PROBLEM DETAILS ▸ Reproduce the following lines verbatim.

begin

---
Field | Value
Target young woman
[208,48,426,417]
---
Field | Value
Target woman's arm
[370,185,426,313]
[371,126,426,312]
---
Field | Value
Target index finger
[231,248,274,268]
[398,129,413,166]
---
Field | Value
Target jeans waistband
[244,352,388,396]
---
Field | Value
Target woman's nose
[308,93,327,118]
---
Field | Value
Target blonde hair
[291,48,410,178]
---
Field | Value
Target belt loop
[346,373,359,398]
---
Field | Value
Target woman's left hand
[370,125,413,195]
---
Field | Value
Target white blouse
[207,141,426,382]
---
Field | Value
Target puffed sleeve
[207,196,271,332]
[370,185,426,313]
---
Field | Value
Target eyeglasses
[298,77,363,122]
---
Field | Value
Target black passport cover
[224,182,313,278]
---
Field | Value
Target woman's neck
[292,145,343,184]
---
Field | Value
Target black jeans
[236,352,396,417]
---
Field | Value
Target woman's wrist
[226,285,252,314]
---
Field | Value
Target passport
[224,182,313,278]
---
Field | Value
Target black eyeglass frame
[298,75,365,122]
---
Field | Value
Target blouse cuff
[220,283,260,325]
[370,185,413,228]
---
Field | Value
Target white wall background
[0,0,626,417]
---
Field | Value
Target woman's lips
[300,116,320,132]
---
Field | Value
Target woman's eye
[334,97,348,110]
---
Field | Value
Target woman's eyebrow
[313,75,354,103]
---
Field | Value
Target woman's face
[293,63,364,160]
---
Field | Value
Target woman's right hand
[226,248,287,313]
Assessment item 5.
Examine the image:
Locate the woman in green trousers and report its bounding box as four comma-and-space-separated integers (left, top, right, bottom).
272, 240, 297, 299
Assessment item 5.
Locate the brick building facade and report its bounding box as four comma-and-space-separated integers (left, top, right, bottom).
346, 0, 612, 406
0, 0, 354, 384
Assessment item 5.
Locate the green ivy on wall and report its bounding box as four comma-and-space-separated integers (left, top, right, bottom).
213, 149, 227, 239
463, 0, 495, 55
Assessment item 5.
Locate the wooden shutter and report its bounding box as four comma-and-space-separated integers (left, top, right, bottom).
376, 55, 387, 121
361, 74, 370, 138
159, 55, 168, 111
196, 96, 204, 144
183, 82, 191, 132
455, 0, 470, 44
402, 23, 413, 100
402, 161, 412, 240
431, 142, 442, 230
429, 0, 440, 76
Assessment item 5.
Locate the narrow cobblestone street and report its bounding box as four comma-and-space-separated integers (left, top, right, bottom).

end

FINISHED TASK ▸
---
Field | Value
Target young woman
[208,48,426,417]
---
Field | Value
Target woman's arm
[370,185,426,313]
[371,126,426,312]
---
Field | Value
Target index finger
[231,248,274,268]
[398,129,413,166]
---
Field | Value
Target jeans waistband
[244,352,388,396]
---
Field | Value
Target woman's nose
[308,93,327,118]
---
Field | Value
Target blonde hair
[291,48,410,178]
---
Field | Value
Target belt loop
[346,373,359,398]
---
Field | Value
Target woman's left hand
[370,125,413,195]
---
Field | Value
Target white blouse
[207,141,426,382]
---
Field | Value
Target puffed sleeve
[207,196,271,332]
[370,185,426,313]
---
Field | Value
Target eyeglasses
[298,77,363,122]
---
Field | Value
Target black passport cover
[224,182,313,278]
---
Field | Value
Target woman's neck
[292,145,343,184]
---
Field | Value
Target black jeans
[236,352,396,417]
---
Field | Value
Target woman's wrist
[226,285,252,314]
---
Field | Value
Target passport
[224,182,313,278]
---
Field | Value
Target black eyeglass frame
[298,75,365,122]
---
Field | Value
Target blouse cuff
[220,283,260,325]
[370,185,413,228]
---
Field | Value
Target white wall background
[0,0,626,417]
---
Field | Value
Target woman's lips
[300,116,320,132]
---
Field | Value
Target woman's eye
[334,97,348,110]
---
Field | Value
Target woman's eyebrow
[313,75,354,103]
---
Field | Value
Target woman's face
[293,63,364,160]
---
Field | Value
Target woman's right hand
[226,248,287,313]
Assessment item 5.
Examine the image:
Locate the woman in green trousers and report its bounding box as four comma-and-space-separated integers (left, top, right, bottom).
272, 240, 297, 299
Assessment item 5.
Locate the brick building facade and report its bounding box as four comma-and-space-separated integers (left, top, right, bottom).
346, 0, 612, 406
0, 0, 354, 384
Assessment item 5.
Locate the green ivy on wall and report its bounding box as four comma-and-space-separated integers (left, top, right, bottom).
213, 149, 227, 239
463, 0, 495, 55
Assessment item 5.
Locate the wooden shutter and report its bounding box as four comma-and-space-separated integers (left, top, right, bottom).
376, 55, 387, 121
361, 74, 370, 138
159, 55, 168, 111
196, 96, 204, 144
183, 82, 191, 132
455, 0, 470, 44
402, 23, 413, 100
402, 161, 412, 240
431, 142, 442, 230
429, 0, 440, 76
Assessment item 5.
Locate the narrow cobblestone street and report its bounding box as four comma-and-space-separated integers (left, top, right, bottom).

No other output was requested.